抜粋文:
うつ病と診断されて9年の42歳。休職や転職を繰り返して2015年はアルバイトとして社会復帰。そんな人はこんな生活をしてるよって日記です。認知行動療法、対人関係療法、週間活動・気分記録表、メンタル・フィジカルチェック、障害年金など取り組んでいることを記録しています。

障害年金の審査請求が棄却されました。

いきさつ

障害厚生年金3級の受給を申請し棄却されたため2013年6月、社労士さんの協力を得て東海北陸厚生局社会保健審査官に対して審査請求を行いました。2014年1月結果が届き、不支給の決定はくつがえりませんでした。障害年金については不明な点が多く、インターネット上でも様々な憶測が飛び交っており、何が事実なのか、どこからが憶測なのかよくわかりません。ですので私が行ったことを事実と推測に分けて記録しておきたいと思います。

提出した資料

審査請求までに全部で資料を9点提出しました。

  1. 現症時(裁定請求日)の診断書
  2. 障害認定日(初診から1年半後)の診断書
  3. 病歴・就労状況等申立書
  4. うつ発症から現在までの時系列の表
  5. 添え状(納得できない点とどうして欲しいのかを簡潔に書いた挨拶文です)
  6. 障害認定日の診断書についての追記文章
  7. 現症日の診断書についての追記文章
  8. 診断書裏面(日常生活活動能力)についての追加文章
  9. 6~8に対する医師からの意見書

1~3は始めの申請時に既に提出済みのもので4~9が審査請求時に任意で追加提出したものです。

提供データ:
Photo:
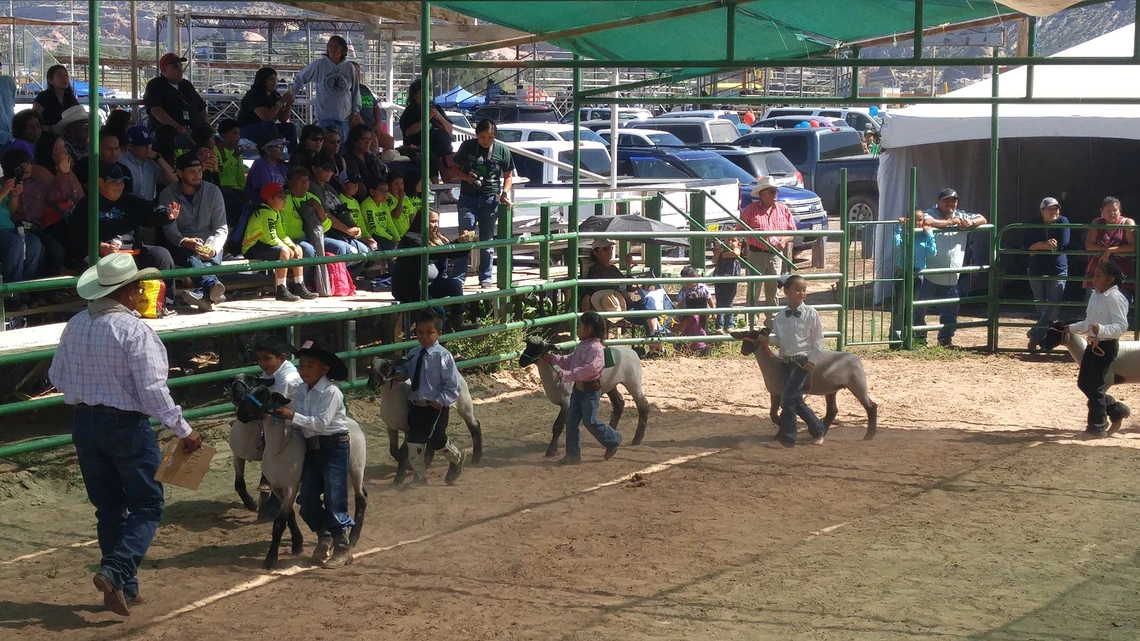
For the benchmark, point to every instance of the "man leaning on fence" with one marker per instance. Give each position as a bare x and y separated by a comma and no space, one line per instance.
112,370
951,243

* * *

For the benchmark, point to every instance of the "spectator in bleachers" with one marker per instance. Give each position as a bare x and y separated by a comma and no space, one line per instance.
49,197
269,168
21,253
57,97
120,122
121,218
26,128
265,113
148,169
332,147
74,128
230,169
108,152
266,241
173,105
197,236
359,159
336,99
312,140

取り組む作業:
1. 障害年金の文章のうち、「うつ病と診断されて9年の42」から「記録しておきたいと思います。」までをそのまま書き出してください。
2. 障害年金の文章にある「2014年1月結果が届き、不支給の決定はくつがえりませんでした。」という一文を英語に訳してください。
3. 障害年金の審査請求についての文章を、最後の文の後から書き継いでください。

解答:
1.
うつ病と診断されて9年の42歳。休職や転職を繰り返して2015年はアルバイトとして社会復帰。そんな人はこんな生活をしてるよって日記です。認知行動療法、対人関係療法、週間活動・気分記録表、メンタル・フィジカルチェック、障害年金など取り組んでいることを記録しています。

障害年金の審査請求が棄却されました。

いきさつ

障害厚生年金3級の受給を申請し棄却されたため2013年6月、社労士さんの協力を得て東海北陸厚生局社会保健審査官に対して審査請求を行いました。2014年1月結果が届き、不支給の決定はくつがえりませんでした。障害年金については不明な点が多く、インターネット上でも様々な憶測が飛び交っており、何が事実なのか、どこからが憶測なのかよくわかりません。ですので私が行ったことを事実と推測に分けて記録しておきたいと思います。

2. The result arrived in January 2014, and the decision not to pay was not overturned.

3.
決定書にかかれていたこと

私が不服と感じた点について再検討して欲しいと訴えましたが、ひとつひとつについて反論してはくれませんでした。 決定書は全30ページからなっていました。約28ページ分は提出した資料を書き写してあります。データではなく印刷した文章を提出しているので全て手打ちで書き写したということになります。審査請求から決定まで6ヶ月要しているのは、申請者が膨大で審査官の数が足りていないという事情もあると思いますが、こんな手仕事をしている部分にも原因はありそうです

棄却の理由

棄却の理由として明記されているのが確認できたのは4箇所です。

  1. 障害認定日について、診断書(資料2)にある日常生活能力の判定(裏面)には「できる」、「おおむねできるが時には助言や指導を必要とする」が多い(ざっくり書いていますが実際は一項目ずつ羅列しています。後述します)。
  2. 障害認定日において、一般雇用として◯年間勤務しているとされ、仕事場での援助の状況や意思疎通の状況は「やや困難を要することがあった。休職中」とあるのに、時系列(資料4)によると障害認定日当時、休職していない(ように受け取れる)。病歴・就労状況等申立書(資料3)によれば出勤状況は前月15日、前前月18日である。
  3. 裁定請求日について、診断書(資料2)にある日常生活能力の判定(裏面)には「できる」、「おおむねできるが時には助言や指導を必要とする」が多い。
  4. 意見書(資料9)は原処分後に請求人(私)からの申し立てにより作成されたもので診療録(カルテ)に基づくものではないため不採用とする。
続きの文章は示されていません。